Stated goal:
Count the lines in the material below that contain the string "white", and reply with only that number.

Source material:

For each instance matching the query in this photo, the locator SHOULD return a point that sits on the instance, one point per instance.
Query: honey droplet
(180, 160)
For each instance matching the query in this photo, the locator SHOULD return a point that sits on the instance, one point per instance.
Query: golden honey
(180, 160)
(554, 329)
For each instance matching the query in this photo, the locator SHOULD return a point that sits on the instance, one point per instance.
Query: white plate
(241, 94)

--

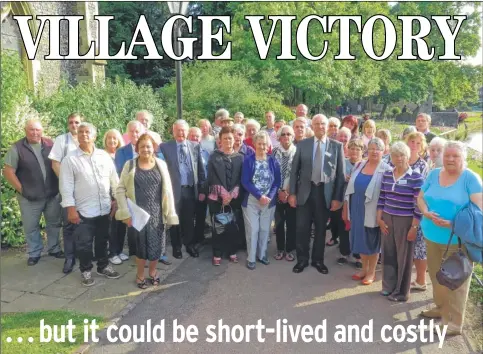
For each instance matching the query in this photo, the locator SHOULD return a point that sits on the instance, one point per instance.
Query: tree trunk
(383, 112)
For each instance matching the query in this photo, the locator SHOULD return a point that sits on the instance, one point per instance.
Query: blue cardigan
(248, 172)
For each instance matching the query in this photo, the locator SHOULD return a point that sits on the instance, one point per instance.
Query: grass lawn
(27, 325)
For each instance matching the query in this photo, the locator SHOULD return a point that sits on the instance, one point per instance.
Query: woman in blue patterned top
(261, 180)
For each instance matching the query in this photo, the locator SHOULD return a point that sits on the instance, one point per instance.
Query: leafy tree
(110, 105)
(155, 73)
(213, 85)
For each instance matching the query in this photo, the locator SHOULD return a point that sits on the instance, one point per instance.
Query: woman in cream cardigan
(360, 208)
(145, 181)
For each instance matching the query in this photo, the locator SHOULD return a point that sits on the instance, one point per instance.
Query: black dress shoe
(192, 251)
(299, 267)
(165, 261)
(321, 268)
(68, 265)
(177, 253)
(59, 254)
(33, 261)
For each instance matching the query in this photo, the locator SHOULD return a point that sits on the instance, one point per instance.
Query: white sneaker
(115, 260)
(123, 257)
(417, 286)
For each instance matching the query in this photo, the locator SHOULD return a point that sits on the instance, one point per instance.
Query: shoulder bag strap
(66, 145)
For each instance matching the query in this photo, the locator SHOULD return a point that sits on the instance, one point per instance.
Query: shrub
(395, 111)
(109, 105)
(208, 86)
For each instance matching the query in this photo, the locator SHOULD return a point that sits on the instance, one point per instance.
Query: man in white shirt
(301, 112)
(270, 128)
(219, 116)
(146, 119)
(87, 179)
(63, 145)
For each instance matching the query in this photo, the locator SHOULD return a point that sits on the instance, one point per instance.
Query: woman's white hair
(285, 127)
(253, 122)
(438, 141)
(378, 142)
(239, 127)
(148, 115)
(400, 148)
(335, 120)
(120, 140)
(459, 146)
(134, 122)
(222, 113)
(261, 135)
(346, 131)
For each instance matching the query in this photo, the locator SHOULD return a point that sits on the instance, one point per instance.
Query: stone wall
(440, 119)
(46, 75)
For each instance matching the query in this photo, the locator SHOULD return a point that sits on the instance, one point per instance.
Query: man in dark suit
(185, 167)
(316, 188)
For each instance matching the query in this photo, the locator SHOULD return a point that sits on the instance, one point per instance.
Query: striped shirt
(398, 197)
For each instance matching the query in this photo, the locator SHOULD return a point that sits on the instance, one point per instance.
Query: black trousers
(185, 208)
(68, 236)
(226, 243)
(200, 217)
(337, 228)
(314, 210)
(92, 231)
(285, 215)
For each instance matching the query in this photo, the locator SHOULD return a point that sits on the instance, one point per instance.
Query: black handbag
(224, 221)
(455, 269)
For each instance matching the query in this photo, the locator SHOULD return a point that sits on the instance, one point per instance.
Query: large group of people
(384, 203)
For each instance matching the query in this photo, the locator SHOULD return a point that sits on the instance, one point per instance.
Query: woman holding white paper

The solution:
5